● What to produce
Below are some records; return each one exactly.

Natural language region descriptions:
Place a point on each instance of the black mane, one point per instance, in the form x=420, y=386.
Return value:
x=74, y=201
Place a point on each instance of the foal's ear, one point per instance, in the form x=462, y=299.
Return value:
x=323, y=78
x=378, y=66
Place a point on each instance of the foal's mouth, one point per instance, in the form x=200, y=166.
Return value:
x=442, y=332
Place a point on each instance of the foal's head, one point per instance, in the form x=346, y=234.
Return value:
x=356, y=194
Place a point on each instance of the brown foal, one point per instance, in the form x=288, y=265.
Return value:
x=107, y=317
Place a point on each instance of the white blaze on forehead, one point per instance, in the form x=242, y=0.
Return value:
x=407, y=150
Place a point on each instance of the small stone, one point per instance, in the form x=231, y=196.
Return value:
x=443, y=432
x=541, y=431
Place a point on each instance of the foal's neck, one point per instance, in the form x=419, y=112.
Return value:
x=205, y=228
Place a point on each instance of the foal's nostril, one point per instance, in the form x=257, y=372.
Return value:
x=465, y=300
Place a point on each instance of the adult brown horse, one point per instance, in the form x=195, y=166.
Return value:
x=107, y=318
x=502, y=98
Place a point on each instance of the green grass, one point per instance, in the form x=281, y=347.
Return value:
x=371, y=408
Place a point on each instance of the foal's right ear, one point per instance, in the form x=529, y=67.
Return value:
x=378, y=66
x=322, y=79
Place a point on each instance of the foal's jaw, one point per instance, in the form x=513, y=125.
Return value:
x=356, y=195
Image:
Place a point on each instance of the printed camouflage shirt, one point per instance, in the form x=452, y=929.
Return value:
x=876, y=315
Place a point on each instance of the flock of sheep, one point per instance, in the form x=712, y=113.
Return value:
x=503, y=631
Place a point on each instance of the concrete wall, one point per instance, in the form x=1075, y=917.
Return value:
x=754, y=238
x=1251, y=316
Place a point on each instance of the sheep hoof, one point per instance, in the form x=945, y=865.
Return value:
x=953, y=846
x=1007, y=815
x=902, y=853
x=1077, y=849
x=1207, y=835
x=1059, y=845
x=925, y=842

● The answer
Place a point on each instance of the black mane, one point per instance, in the form x=420, y=386.
Return value:
x=74, y=201
Place a point on each instance of the foal's ear, one point per instance, in the form x=462, y=299.
Return value:
x=323, y=78
x=378, y=66
Place a point on each instance of the foal's mouth, one point per instance, in the form x=200, y=166.
Return value:
x=442, y=332
Place a point on each instance of the foal's head, one point per instance, in the form x=346, y=234.
Return value:
x=356, y=194
Place a point on each instance of the brown foal, one point per instance, in the form x=288, y=265.
Return value:
x=107, y=317
Place a point on each instance of the white blaze on forehead, one point per instance, in the form x=242, y=0.
Return value:
x=407, y=150
Place a point on each instance of the small stone, one point per instance, in the form x=231, y=196.
Return value:
x=443, y=432
x=541, y=431
Place a point on each instance of the foal's neck, one point per instance, in the form x=419, y=112.
Return value:
x=205, y=228
Place a point on each instance of the foal's nostril, one point per instance, in the form x=257, y=372.
Return value:
x=465, y=300
Place a point on each instance of the adult brown horse, one point per instance, in the form x=195, y=166.
Return value:
x=107, y=318
x=502, y=98
Place a point on each instance of the green grass, one point per instance, in the form x=281, y=347.
Return value:
x=371, y=408
Place a point on each instance of the foal's right ear, one point per instance, in the form x=529, y=67.
Return value:
x=378, y=66
x=322, y=79
Place a point on each instance of the foal's jaw, one point per instance, in the form x=513, y=125.
Return value:
x=356, y=195
Image:
Place a point on each instance of the printed camouflage shirt, one point per instance, in the form x=452, y=929.
Return value:
x=876, y=315
Place a point on each instance of the flock of sheep, one point per instance, in the form x=712, y=113.
Return value:
x=503, y=631
Place a point on each instance of the concrete wall, one point per instance, in the form x=1075, y=917.
Return value:
x=754, y=238
x=1251, y=316
Place a point on each instance of the sheep hoof, one point per instance, in the form x=945, y=865.
Return value:
x=953, y=846
x=1007, y=815
x=902, y=853
x=1077, y=849
x=1207, y=835
x=1059, y=845
x=925, y=842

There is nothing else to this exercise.